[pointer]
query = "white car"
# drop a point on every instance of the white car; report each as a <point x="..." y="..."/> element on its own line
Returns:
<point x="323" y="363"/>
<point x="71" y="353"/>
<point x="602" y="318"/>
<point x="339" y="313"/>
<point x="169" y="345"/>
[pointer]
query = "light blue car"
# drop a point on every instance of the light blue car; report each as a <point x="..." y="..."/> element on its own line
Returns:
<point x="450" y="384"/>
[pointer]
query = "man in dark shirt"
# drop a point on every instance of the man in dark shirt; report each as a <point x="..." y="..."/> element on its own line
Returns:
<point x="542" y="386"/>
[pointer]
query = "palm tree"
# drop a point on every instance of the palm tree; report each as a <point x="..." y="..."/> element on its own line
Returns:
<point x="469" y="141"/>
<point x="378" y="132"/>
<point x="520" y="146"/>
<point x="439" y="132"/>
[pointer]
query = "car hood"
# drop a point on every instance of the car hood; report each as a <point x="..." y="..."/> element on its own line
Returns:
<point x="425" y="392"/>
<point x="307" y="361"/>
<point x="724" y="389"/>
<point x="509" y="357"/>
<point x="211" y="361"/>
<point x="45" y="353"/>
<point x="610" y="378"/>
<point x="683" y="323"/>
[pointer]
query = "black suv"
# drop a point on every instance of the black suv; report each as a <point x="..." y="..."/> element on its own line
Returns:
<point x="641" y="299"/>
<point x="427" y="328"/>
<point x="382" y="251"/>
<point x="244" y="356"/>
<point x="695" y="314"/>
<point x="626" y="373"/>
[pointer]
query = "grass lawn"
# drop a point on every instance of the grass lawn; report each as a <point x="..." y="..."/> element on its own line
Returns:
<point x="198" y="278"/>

□ □ □ □ □

=== Task item ===
Reading through the records above, report each line in which the string "shirt" is found.

=== Problem solution ===
query = "man in dark shirt"
# drop a point on every instance of the man in dark shirt; report each as a <point x="..." y="..."/> element on its own line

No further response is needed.